» THE TASK
Transcribe all the records with complete accuracy.

» DATA EXTRACT
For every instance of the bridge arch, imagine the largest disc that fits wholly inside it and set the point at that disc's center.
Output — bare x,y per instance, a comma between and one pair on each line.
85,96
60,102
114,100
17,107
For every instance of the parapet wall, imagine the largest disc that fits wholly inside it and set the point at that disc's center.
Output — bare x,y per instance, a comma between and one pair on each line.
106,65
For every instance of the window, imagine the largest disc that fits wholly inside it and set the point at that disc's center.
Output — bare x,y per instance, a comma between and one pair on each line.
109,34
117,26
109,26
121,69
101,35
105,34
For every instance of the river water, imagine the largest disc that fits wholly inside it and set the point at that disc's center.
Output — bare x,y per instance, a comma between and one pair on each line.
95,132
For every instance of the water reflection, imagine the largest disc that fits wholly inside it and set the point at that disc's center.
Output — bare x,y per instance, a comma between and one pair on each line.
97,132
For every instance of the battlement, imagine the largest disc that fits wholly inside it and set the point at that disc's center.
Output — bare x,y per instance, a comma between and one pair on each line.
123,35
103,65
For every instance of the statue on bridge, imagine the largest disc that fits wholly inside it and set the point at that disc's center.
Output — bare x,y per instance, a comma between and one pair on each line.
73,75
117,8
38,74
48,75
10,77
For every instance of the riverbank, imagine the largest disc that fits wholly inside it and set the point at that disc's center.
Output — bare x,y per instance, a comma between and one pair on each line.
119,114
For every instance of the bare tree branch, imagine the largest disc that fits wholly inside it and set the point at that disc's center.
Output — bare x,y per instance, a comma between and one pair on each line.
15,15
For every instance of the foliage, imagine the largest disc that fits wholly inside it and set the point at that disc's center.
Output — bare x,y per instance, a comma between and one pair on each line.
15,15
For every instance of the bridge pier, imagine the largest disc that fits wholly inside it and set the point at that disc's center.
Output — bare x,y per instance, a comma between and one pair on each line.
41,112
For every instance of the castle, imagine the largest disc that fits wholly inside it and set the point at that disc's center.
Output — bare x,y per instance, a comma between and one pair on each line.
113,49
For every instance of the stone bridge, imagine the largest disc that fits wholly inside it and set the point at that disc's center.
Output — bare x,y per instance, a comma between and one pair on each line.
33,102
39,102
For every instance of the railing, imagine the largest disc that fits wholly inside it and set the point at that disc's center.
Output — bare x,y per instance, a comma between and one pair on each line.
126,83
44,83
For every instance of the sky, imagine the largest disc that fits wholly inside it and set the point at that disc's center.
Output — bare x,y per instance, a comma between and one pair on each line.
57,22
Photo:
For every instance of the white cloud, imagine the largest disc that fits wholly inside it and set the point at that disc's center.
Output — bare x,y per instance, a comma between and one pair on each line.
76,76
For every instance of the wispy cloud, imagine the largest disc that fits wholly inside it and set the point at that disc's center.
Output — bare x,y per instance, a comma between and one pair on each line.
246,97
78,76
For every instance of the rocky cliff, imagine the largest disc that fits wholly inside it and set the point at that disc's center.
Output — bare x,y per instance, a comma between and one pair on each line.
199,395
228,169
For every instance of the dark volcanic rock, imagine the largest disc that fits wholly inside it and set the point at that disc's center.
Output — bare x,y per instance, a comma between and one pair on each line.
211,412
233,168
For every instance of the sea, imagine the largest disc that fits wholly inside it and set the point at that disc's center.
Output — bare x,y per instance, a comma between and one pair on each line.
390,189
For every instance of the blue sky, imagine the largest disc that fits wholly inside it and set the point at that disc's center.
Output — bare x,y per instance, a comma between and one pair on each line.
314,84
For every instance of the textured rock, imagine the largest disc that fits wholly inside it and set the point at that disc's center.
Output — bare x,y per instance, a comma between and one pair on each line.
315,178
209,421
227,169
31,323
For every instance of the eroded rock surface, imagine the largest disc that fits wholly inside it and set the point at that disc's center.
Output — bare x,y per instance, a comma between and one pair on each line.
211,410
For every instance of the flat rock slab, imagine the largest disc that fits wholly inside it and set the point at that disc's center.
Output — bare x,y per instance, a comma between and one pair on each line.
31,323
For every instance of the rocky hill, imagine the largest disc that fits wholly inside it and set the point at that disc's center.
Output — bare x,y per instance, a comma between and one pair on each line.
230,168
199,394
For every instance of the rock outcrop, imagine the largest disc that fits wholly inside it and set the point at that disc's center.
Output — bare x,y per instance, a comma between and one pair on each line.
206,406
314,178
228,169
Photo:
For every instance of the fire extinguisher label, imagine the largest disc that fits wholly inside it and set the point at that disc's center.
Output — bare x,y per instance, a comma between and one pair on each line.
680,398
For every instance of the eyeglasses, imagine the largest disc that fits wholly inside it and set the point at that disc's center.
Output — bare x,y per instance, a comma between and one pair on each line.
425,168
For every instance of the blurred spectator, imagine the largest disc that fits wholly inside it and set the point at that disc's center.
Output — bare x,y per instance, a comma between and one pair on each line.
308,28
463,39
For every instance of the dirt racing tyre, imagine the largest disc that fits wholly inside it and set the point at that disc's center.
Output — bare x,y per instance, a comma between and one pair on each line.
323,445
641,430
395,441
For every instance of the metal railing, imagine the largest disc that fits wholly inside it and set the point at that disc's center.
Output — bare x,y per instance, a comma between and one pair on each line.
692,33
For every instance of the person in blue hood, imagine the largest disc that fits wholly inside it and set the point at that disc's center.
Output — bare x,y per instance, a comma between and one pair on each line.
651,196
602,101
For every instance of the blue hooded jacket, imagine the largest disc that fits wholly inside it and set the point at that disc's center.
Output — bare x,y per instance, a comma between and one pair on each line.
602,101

» ANSWER
For every instance of the bridge arch, imagine the largest disc that fits wholly inside it and set the point at that disc's center.
Output — bare x,y per instance, a comma between and one pair on each line.
85,96
60,102
114,100
17,107
For every instance of the parapet wall, imagine the largest disc that fits wholly inside it and set the point at that disc's center.
Output — bare x,y per instance, a comma between and one pair on each line.
106,65
For every instance of the window, imagine the largest disc that fits wholly inside it and set the point at that disc's center.
Output — bare x,y per instance, a comma between and one pair on each line.
109,34
117,26
109,26
121,69
101,35
105,34
For every instance of the river water, imagine the largest disc that fits wholly inside it and set the point at that disc's center.
Output — bare x,y per instance, a comma between and one pair on each line.
95,132
For every instance of the water reflection, imagine the largest disc that fits wholly inside it and set the point at that disc's center.
Output — bare x,y per instance, a comma between and one pair on each line.
97,132
For every instance of the battlement, imagine the largest disc that fits wholly inside it and set the point at that disc's center.
Output — bare x,y per instance, a comma between and one pair on each line.
123,35
103,65
For every instance of the statue on bridge, imagine the largest disc that fits wholly inside it and set the point at that disc's center.
Output — bare x,y per instance, a comma between and one pair on each line.
73,75
117,8
38,74
48,75
10,77
For every instance of the riverbank, imagine the largest disc that fits wholly inside it and set the point at that disc's center.
Output — bare x,y per instance, a comma between and one pair on each line.
119,114
For every instance of the bare tree branch, imagine the largest disc that fits wholly inside it and set the point at that disc's center.
Output — bare x,y per instance, a comma between and one pair on each line.
15,15
For every instance of the foliage, imagine the largest disc that fits wholly inside it and set the point at that disc's center.
Output — bare x,y per instance, a comma between and one pair on each line.
15,15
For every instance of the bridge pier, imagine the largest disc that fits wholly inside it and set the point at that disc's center.
Output — bare x,y per instance, a comma between and one pair on each line.
41,112
For every instance of the castle, imagine the largest disc that fits wholly inside it and set the point at that disc's center.
Output — bare x,y per instance, a comma between and one pair on each line.
113,49
For every instance of the stone bridge, imagine the largest disc that fits wholly inside it and set the point at that disc's center.
Output — bare x,y per instance, a comma between and one pair on each line.
33,102
39,102
For every instance of the railing, imagine the largest disc that fits wholly inside it and set the point at that disc's center.
Output — bare x,y per instance, a comma between and one pair on each line.
126,83
44,83
For every instance of the sky, imagine the largest disc that fits wholly inside it and set the point at that disc's center.
Output — bare x,y per instance, a comma between and one pair on each line.
57,22
Photo:
For every instance of the white cloud, imagine the largest disc that fits wholly inside it and set the point at that disc's center.
Output — bare x,y per instance, a comma between and one pair on each line.
76,76
For every instance of the wispy cloud, imagine the largest disc that fits wholly inside it and set the point at that disc's center.
Output — bare x,y per instance, a comma between and one pair on each line.
246,97
78,76
For every instance of the rocky cliff, imagine the largest disc that fits wholly inside it and set the point at that disc's center.
Output — bare x,y per instance, a comma between and one pair on each line.
199,395
228,169
For every instance of the dark volcanic rock, imagine the largest disc that fits wholly inside it and set the point at that disc's center.
Output — bare x,y per instance, a comma between and one pair on each line.
211,412
233,168
For every instance of the sea, imagine the largest disc that fits wholly inside it and set the point at that disc's center.
Output — bare x,y per instance, a comma between and one pair on each line.
390,189
For every instance of the blue sky, imagine the largest disc that fits wholly inside it and set the point at that disc's center.
Output — bare x,y per instance, a comma between and one pair on each line.
314,84
For every instance of the textured rock, imagine the largest disc that fits wholly inside it and set the point at that disc's center.
Output — bare x,y per instance, a comma between and one pair on each line.
315,178
209,421
227,169
31,323
For every instance of the eroded rock surface, imagine the largest disc that fits wholly inside it and set the point at that disc's center.
Output — bare x,y per instance, a comma between and one pair on each line.
211,410
For every instance of the flat rock slab, imagine the largest disc that fits wholly inside it and set the point at that disc's center.
Output — bare x,y per instance, a comma between and one pair on each line.
31,323
For every instance of the rocky hill, imagine the largest disc that fits wholly inside it and set the point at that disc's center.
Output — bare x,y per instance, a comma between and one pair on each line.
230,168
199,394
For every instance of the rock outcrop, imagine the largest disc that fits wholly inside it and set the point at that disc's center.
Output — bare x,y per instance, a comma between and one pair on each line.
206,406
314,178
228,169
Photo:
For every instance of the fire extinguisher label, imagine the largest disc that fits wholly inside it and set the point at that disc's center.
Output — bare x,y per instance, a comma between and one pair on each line.
680,398
For every instance of the eyeglasses, imagine the largest disc that fits wholly inside it and set the point at that disc's center.
Output — bare x,y per instance, a comma between and one pair on each line.
425,168
For every instance of the blurred spectator, imagine the largest disc that fits wholly inside it and set the point at that disc's center.
Output — bare x,y per instance, a comma between and one pair on each line.
308,28
463,39
For every instance of the dirt racing tyre, imagine the largest disc that fits wholly inside it and set the point at that disc's center.
Output — bare x,y per instance, a comma between and one pair on each line.
323,445
641,430
395,441
For every instance of the metal railing, imagine the largest disc that fits wholly inside it and set the point at that disc's center.
Output — bare x,y per instance, a comma between and one pair on each line.
692,33
For every instance of the person in blue hood, imagine the largest disc that fits wholly inside it and set the point at that disc's center.
Output — bare x,y per instance, a comma between and one pair on each line.
651,196
602,101
For every instance of the blue hooded jacket, imagine the largest disc that fits wholly inside it and set the point at that disc's center.
Output — bare x,y per instance, a comma between and one pair on each line.
602,101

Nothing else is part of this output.